→ Assignment
Every entry has to be output exactly, with none skipped.

--- Supplied information Enclosed Below ---

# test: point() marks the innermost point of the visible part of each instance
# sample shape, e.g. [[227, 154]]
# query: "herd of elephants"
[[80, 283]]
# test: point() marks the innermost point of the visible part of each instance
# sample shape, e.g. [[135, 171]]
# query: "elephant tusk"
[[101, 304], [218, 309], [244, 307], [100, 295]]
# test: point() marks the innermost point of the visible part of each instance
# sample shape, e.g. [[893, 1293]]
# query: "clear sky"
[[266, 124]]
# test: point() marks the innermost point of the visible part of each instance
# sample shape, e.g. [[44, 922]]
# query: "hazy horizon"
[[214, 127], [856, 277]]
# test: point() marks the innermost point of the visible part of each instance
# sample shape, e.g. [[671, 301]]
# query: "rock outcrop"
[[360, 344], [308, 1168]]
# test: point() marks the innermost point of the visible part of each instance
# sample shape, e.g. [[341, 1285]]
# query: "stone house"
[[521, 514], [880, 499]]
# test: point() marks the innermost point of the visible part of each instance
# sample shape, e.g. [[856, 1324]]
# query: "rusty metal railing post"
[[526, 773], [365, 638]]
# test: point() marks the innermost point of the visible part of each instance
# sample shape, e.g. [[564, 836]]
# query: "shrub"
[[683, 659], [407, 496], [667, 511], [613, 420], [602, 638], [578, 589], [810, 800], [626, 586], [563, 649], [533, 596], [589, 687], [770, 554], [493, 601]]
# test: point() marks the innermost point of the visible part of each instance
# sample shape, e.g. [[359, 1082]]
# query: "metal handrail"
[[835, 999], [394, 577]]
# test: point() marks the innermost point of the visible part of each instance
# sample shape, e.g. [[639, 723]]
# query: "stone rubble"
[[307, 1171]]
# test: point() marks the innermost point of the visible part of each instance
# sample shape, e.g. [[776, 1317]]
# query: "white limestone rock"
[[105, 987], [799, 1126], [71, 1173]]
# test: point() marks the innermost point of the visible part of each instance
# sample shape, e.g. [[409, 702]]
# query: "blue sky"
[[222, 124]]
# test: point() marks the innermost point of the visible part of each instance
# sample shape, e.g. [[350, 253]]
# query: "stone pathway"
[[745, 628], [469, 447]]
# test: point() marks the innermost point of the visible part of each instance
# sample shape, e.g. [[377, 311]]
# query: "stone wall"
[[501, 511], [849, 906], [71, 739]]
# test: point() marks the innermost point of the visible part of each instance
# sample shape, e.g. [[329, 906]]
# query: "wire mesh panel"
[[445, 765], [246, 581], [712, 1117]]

--- End of Enclosed Supplied information ---

→ Exercise result
# test: point() marks the innermost point of the visible part of each instance
# sample shape, e.g. [[227, 154]]
# query: "herd of elephants"
[[80, 283]]
# test: point() marks the innermost point of the visible part of each instance
# sample shape, e.g. [[135, 171]]
# query: "elephant tusk"
[[101, 304], [218, 309], [244, 307], [100, 295]]
# test: point() marks the innermost point of the visible part of each instance
# sample shape, e.g. [[893, 1293]]
# query: "clear sky"
[[266, 124]]
# test: point() marks the innermost point of the visible part of each instance
# sample shape, e.g. [[44, 922]]
# query: "hazy horizon"
[[214, 127], [856, 277]]
# test: point() marks the innermost point of the visible part of each instance
# sample shape, e.g. [[671, 301]]
# query: "rock outcrop"
[[360, 344], [308, 1168]]
# test: point() marks the innermost point of the visible part of each instance
# sample shape, e.g. [[341, 1285]]
# query: "stone house"
[[521, 514], [880, 499]]
# test: point() marks the innermost point of the visible part of each instance
# sample shape, e.g. [[856, 1324]]
# query: "rusty metal railing post"
[[526, 773], [365, 638]]
# test: point() marks the innermost point of the visible part of each instance
# sample shape, e.g. [[564, 836]]
# query: "shrub"
[[683, 659], [407, 496], [667, 511], [613, 420], [602, 638], [578, 589], [810, 800], [626, 586], [563, 649], [533, 596], [589, 687], [770, 554], [493, 601]]
# test: point() marks the innermost point of the visible part of each instance
# sample shape, e.g. [[359, 1082]]
# query: "metal handrail"
[[835, 999], [394, 577]]
# test: point() marks the innermost point of the visible part of each instance
# sample shape, e.g. [[639, 723]]
# query: "stone rubble"
[[307, 1171]]
# test: point() marks the innermost point of the visible part of each instance
# sample shape, e.g. [[776, 1317]]
# query: "white limestone rock"
[[105, 987], [799, 1126], [71, 1173]]
# test: point() marks the innermost point of the visible part of each instance
# sample shape, e.g. [[409, 702]]
# query: "blue sky"
[[222, 124]]
# test: point() marks the innermost point of the visible part of each instance
# sample shape, e.g. [[350, 253]]
# query: "stone pathway"
[[745, 628], [469, 447]]
# test: point() marks the innermost point of the visible part of each instance
# sample shape, e.g. [[377, 311]]
# query: "stone wall"
[[501, 511], [849, 906], [71, 739]]
# test: point() marks the innermost point of the visible part of each instance
# sample shape, e.g. [[329, 906]]
# query: "wire mesh panel"
[[445, 765], [246, 581], [712, 1117]]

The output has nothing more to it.